* _WHAT YOU HAVE TO DO_
When you transcribe the lines below, keep every word the same and leave the pictures behind.

(Image-grounded pointing data)
——

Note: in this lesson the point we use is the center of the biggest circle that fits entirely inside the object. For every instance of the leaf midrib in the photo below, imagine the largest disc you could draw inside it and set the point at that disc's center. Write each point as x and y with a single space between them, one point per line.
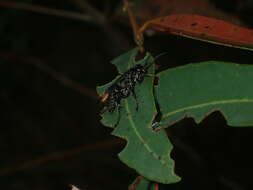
231 101
145 143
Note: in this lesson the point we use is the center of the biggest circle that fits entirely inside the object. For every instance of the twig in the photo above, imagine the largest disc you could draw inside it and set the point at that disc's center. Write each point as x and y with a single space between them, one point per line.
59 156
54 74
137 35
48 11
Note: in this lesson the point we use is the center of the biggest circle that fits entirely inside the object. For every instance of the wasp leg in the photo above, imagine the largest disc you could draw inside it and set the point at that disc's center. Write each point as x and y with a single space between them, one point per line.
135 97
119 115
149 75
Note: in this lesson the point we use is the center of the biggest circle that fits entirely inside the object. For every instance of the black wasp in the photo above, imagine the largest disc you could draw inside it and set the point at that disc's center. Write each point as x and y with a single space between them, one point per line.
123 87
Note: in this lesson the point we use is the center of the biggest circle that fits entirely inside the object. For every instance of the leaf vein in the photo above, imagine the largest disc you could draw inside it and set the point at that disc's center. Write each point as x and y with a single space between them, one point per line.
231 101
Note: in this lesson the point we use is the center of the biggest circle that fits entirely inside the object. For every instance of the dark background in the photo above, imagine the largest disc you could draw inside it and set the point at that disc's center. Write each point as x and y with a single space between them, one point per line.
50 134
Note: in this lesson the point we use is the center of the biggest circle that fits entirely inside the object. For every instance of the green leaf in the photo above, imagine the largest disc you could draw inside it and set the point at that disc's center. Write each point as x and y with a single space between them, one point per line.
196 90
141 183
147 152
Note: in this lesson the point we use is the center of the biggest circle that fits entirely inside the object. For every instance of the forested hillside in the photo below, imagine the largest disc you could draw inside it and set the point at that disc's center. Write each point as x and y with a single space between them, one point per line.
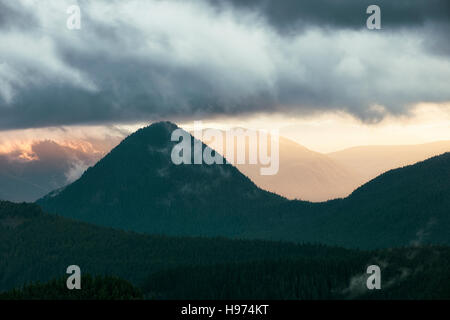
137 187
35 246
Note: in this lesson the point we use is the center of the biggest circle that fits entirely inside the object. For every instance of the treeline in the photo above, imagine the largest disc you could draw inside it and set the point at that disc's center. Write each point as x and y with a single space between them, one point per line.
93 288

——

* _WRITTEN SOLUTION_
Note: in this lesson the point we use is the center of the biggest circle that fits entirely inside the object. For every instance of the leaf midrib in the photo below, imagine the largest disc you could draw inside it and set the point at that disc's center. Write each point as x and y with a single space between them, one point per line.
231 101
145 143
Note: in this lesson the point we use is the center of the biggest circle that fits entirely inside the object. For every instance of the twig in the photo above, imagine the largest disc you could draw inside it and set the point at that disc's center. Write each point as x and y with a single space between them, one point per line.
59 156
54 74
137 35
48 11
Note: in this lesson the point we use is the center of the biggest circle that fits entirely inside the object. For every instance of the wasp leg in the photo above, imagine the largest disc you could draw inside it and set the point at that disc's center. Write each point as x and y with a single space between them, one point per line.
135 97
119 115
149 75
Note: in this lesson the point we use is the center of the biggest circle that fits entirely inside the object. For every instance of the black wasp in the photo above, imagine the largest disc you could draw inside it and set the point at that disc's center. Write each point as x and y with a single space between them, one point per line.
123 87
Note: in this lesson the point we use is the center of the biggest circle that fits entirely inside the object. For every instance of the leaf vein in the photo above, imagine the largest disc you could draw inside it and set the point at that disc's center. Write each point as x and y with a single space between them, one point per line.
231 101
Note: in this lesson the point we use is the center of the biggest circle that fits entirely inside the object. For every instance of the dark background in the photo above, imagine the largest disc you could draw inside it and set the point at that disc's center. Write each point as x and y with a single space between them, one point per line.
50 134
Note: in this lesson the point we use is the center of the biggest circle that fits entirely inside the object. For every instance of the green leaf in the photo above, imagine the largest disc you could draw inside it and set the point at that disc's center. Write each point as x and y with a single space between them, one point per line.
196 90
141 183
147 152
Note: in this lesson the point we use is the center of the biggest circle that fits entirely inside the object. For every instance of the forested hillside in the photo below, imagine the largest disc you could draw inside it and set the point at that disc's center. Write each point as x and y with a single space between them, one point per line.
137 187
35 246
Note: in this lesson the point we use is the center of the biggest circle that fits entirely inside the object. For every instance of the treeline in the photo above, imagine the largest disc you could draw inside it and set the point at that disc's center. Write each point as x and y with a single space between them, one point per line.
93 288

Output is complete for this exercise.